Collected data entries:
————————

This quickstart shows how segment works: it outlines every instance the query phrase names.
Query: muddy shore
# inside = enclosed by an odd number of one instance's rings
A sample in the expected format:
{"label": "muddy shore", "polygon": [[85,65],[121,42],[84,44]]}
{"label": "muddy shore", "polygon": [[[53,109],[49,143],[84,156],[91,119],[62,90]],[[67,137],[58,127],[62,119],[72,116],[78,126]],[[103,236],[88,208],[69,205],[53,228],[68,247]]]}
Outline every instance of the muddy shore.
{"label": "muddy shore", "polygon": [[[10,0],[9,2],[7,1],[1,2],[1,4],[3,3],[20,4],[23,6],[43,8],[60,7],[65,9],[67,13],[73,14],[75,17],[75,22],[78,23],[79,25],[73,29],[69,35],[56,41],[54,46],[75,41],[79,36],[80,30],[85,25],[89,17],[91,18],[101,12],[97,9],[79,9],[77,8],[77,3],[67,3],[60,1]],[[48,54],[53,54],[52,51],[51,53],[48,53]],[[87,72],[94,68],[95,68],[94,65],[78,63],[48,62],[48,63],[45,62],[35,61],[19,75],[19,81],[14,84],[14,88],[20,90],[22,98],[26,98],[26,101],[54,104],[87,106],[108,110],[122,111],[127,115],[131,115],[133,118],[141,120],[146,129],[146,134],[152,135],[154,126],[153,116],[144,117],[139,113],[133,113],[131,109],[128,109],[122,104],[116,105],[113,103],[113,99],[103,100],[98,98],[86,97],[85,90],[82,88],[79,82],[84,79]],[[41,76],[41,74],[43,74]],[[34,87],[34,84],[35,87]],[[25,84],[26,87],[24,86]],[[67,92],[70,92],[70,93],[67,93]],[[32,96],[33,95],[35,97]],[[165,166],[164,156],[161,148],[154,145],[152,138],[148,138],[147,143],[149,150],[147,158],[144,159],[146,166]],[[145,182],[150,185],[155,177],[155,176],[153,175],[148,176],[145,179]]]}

————————

• [Work required]: How many lines in the entries above contain the word "every"? Reply with the number only.

• [Task solution]: 2